### [Votre travail]
(a) D'après l'analyse du poème sur le chiffonnier, combien de verbes d'action imposent la présence du personnage principal ?
(b) Prolongez l'analyse du poème sur le chiffonnier à partir de sa dernière phrase.
┌─ Extrait choisi
8 quatrains d’alexandrins réguliers en distiques de rimes parfaitement alternées qui exploitent savamment tous les possibles de sonorités, décrivent l’effet du vin sur ce très vieux métier qui consiste à ramasser des chiffons ou des vieux objets pour les revendre. Si on analyse avec précaution la structure narrative, on peut déceler un message de l’auteur.
I. La structure narrative ; lecture détaillée des quatrains
Les 2 premiers installent la scène : " un vieux faubourg ", plutôt sale, " fangeux ", dont on ne voit pas l’issue, " labyrinthe ", mal éclairé par un lampadaire à gaz. Le vent souffle, il " bat la flamme et tourmente le verre ", le monde " grouille " et se plaint (peut-être du vent, peut-être d’autres désagréments). Dans ce décor - où le lecteur est sollicité à voir en même temps que le poète : " on voit " - le personnage principal, " un chiffonnier ", impose sa présence par 5 verbes d’action : il " vient, hochant la tête,/ Butant et se cognant (...) Epanche tout son cœur.. ". Il émet des " glorieux projets ", et se montre indifférent à ceux qui l’entourent. L’adverbe " Souvent " indique que le spectacle est fréquent et le personnage est comparé à " un poète " qui ne prend pas " souci " de " ses sujets ", " des mouchards " : est-il le roi des dénonciateurs, et quelle vérité, quels secrets dénoncent-ils ? Ou bien ses " sujets " sont-ils ceux qui éteignent les réverbères, ses compagnons de l’aube quand notre chiffonnier commence son travail de collecter ses " tas de débris " ?
└─
┌─ Matériel fourni
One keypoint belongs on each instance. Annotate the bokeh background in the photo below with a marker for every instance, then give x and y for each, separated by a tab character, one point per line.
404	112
└─
### [Corrigé]
(a) Cinq verbes d'action.

(b)
Le 3ème quatrain donne à ce chiffonnier-poète un rôle plus difficile : il était comme ivre, " butant, et se cognant aux murs ", le voilà orateur, prédicateur, prophète, prononçant " serments " et " lois ", et détenant le pouvoir de faire la justice, de décider du Bien et du Mal. Mais surtout il est ivre d’un vin très particulier : " sa propre vertu ". Avec le ciel, " le firmament " en guise de " dais ", comme pour un trône royal, notre chiffonnier s’élève au dessus de la foule et dispense le Bien tout en étant conscient de sa propre splendeur.
Le 4ème quatrain et les 3 premiers alexandrins du 5ème étendent la description de la foule, " ferments orageux ", qui adule notre prophète.
Sur le ton du discours rhétorique, " Oui, ces gens... ", on assiste à une analyse dramatisée de Parisiens malheureux, "harcelés ", " moulus ", " tourmentés ", " éreintés " par les conditions de vie : on note le type de souffrance physique et mentale que causent " les chagrins de ménage ", " le travail ", " l'âge ", mais on imagine difficilement en quoi consiste le " tas de débris " qui les fait plier. Leurs " chagrins de ménage " deviennent " batailles " d’où ils " reviennent " " blanchis " (hagards ?), les moustaches pendantes : s’agit-il des " chagrins ", du " travail ", de " l'âge ", qui sont perçus comme une guerre que chacun doit entreprendre ? ou bien est-ce le résultat d’un abus de " futailles " (tonneau pour vins et liqueurs) auquel on assiste ici ? Les " compagnons " et " les vieux drapeaux " nous donnent l’indice d’une certaine solidarité entre hommes dans ce " vomissement confus de l'énorme Paris " de 1850.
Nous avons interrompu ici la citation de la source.